# Stated exercise a
In the article on the Soulatluk signs, what is given as the original name for Humboldt Bay?

# Text extract

=-=-=

A sign at the foot of F Street showing the Wiyot word for the formerly abundant sea otter, or da'gurr. Credit: Submitted

As you look out over the water along Eureka’s boardwalk at the foot of F Street, a small placard at your elbow might catch your eye, reading “DA’GURR, Known in English as Sea Otter,” above the illustration of a mustachioed specimen drifting on his back and waving a paw. Just a few inches below its whiskers is a QR code, a quick scan of which will take you to a site with audio of the correct pronunciation in Soulatluk, the language of the Wiyot people, as well as further language resources and related information about the landscape and Wiyot culture.

It’s one of 15 signs sharing words in Soulatluk for the plants, wildlife, landmarks and cultural practices around Wigi, which another sign will tell you is the original name for Humboldt Bay. The markers, part of the Speaking Soulatluk project, which is funded through an Our Town grant from the National Endowment for the Arts, are the result of a partnership between the Wiyot Tribe, the Ink People Center for Arts and Culture and the city of Eureka with the goal of promoting understanding of Wiyot language and culture on the tribe’s ancestral lands.

On the afternoon of Aug. 15, a small crowd gathered at the foot of F Street to celebrate the installation of the signs. Among those strolling along the railing to peruse the markers was Lynnike Butler, linguist for the Wiyot Tribe. “My role was to find the words … from recordings of elder speakers that were recorded in the ’50s,” she explained. Non-Native linguists — both professionally trained and amateur — made recordings of fully fluent speakers, meaning those who lived their daily lives speaking Soulatluk, like Nettie Rossig, Della Prince and Dandy Bill, all of whom had died by the 1960s or 1970s. As the Wiyot Tribe’s website, where you can hear some of these recordings, notes, “no one alive today grew up speaking Soulatluk as their first language,” and “Wiyot cultural practices and language were discouraged by official policies of ‘acculturation.'” These included a boarding school system that forbade Native languages.

=-=-=

(Entries pointing at named objects)
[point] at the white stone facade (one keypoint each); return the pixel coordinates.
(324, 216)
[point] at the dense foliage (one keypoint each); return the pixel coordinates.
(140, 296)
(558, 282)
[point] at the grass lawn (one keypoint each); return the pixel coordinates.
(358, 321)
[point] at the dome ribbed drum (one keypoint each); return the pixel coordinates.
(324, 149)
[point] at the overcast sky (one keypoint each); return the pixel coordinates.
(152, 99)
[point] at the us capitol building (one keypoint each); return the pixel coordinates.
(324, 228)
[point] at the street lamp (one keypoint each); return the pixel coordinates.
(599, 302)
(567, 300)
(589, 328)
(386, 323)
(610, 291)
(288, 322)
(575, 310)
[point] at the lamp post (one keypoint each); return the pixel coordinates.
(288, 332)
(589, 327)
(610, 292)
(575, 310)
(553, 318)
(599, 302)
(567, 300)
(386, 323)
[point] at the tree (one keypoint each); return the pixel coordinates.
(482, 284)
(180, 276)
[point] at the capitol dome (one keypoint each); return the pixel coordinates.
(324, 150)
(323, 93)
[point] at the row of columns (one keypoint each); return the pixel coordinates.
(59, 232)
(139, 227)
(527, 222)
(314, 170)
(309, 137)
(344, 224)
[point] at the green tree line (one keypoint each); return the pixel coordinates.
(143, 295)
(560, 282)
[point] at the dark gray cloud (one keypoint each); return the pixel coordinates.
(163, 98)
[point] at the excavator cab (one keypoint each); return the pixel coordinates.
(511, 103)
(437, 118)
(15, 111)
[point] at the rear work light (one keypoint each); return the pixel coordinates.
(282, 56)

=-=-=

# Stated exercise b
Arrange the rows from the line containing "[point] at the excavator" through the end of the rows as a JSON list of strings, one string per line, with blank lines omitted.

# Final answer a
Wigi

# Final answer b
[
  "[point] at the excavator cab (one keypoint each); return the pixel coordinates.",
  "(511, 103)",
  "(437, 118)",
  "(15, 111)",
  "[point] at the rear work light (one keypoint each); return the pixel coordinates.",
  "(282, 56)"
]